Document section.
• • • • •

Associate Justice of the Ohio Supreme Court
- In office October, 1937 – November 1938
- Appointed by: Martin L. Davey
- Preceded by: Thomas A. Jones
- Succeeded by: William C. Dixon

Hamilton County Prosecuting Attorney
- In office 1928–1930
- Preceded by: Nelson Schwab
- Succeeded by: Louis J. Schneider

Personal details
- Born: September 27, 1896 Hartwell, Ohio
- Died: July 1, 1962 (aged 65) Wyoming, Ohio
- Resting place: Spring Grove Cemetery
- Party: Democratic
- Spouse: Mary Hartman
- Children: two
- Alma mater: University of Wisconsin–Madison Harvard University Harvard Law School

= Robert N. Gorman =

American judge

Robert Nestor Gorman (September 27, 1896 – July 1, 1962) was an American judge in Ohio. He was appointed to a seat as a justice of the Ohio Supreme Court in 1937.

• • • • •

Excerpted records.
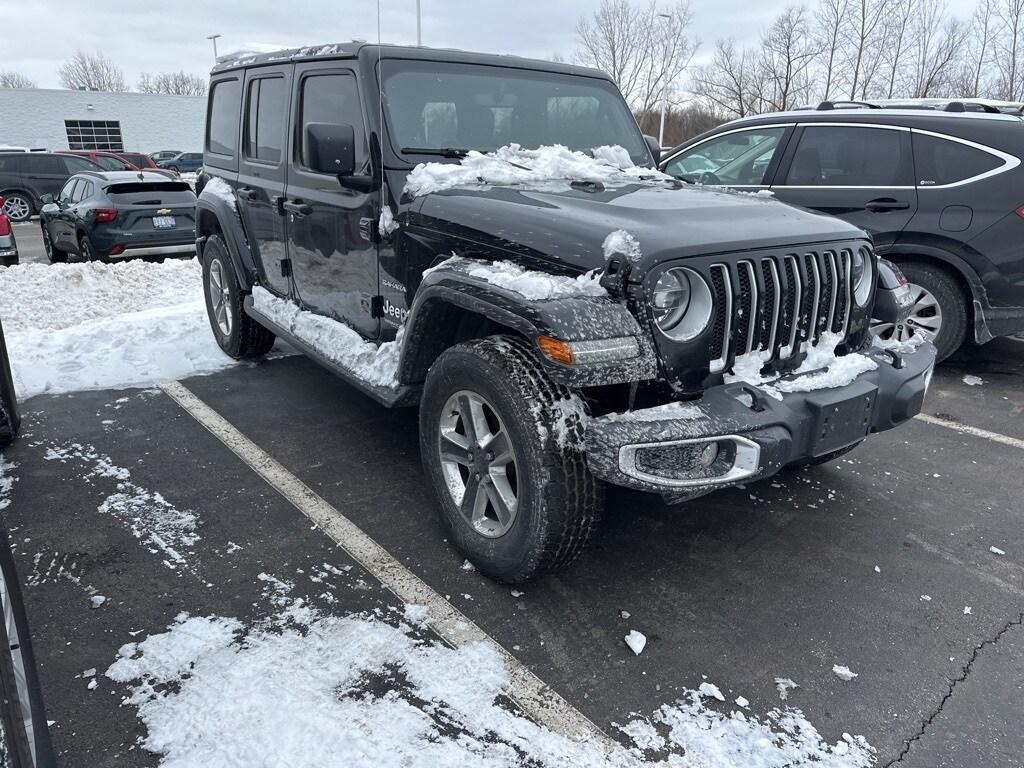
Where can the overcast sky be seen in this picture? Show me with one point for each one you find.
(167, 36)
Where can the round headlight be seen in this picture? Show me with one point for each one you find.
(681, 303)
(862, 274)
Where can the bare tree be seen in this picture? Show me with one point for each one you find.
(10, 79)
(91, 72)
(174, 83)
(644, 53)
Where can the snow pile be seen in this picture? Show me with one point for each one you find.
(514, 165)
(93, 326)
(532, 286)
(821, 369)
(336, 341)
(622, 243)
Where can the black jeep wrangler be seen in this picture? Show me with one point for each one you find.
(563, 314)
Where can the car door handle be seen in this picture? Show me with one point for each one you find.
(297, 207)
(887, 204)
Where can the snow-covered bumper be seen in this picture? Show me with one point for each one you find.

• • • • •

Task directions. Reproduce the biographical entry on Robert N. Gorman verbatim, from its first line through its last.

Finished exercise.
Associate Justice of the Ohio Supreme Court
- In office October, 1937 – November 1938
- Appointed by: Martin L. Davey
- Preceded by: Thomas A. Jones
- Succeeded by: William C. Dixon

Hamilton County Prosecuting Attorney
- In office 1928–1930
- Preceded by: Nelson Schwab
- Succeeded by: Louis J. Schneider

Personal details
- Born: September 27, 1896 Hartwell, Ohio
- Died: July 1, 1962 (aged 65) Wyoming, Ohio
- Resting place: Spring Grove Cemetery
- Party: Democratic
- Spouse: Mary Hartman
- Children: two
- Alma mater: University of Wisconsin–Madison Harvard University Harvard Law School

= Robert N. Gorman =

American judge

Robert Nestor Gorman (September 27, 1896 – July 1, 1962) was an American judge in Ohio. He was appointed to a seat as a justice of the Ohio Supreme Court in 1937.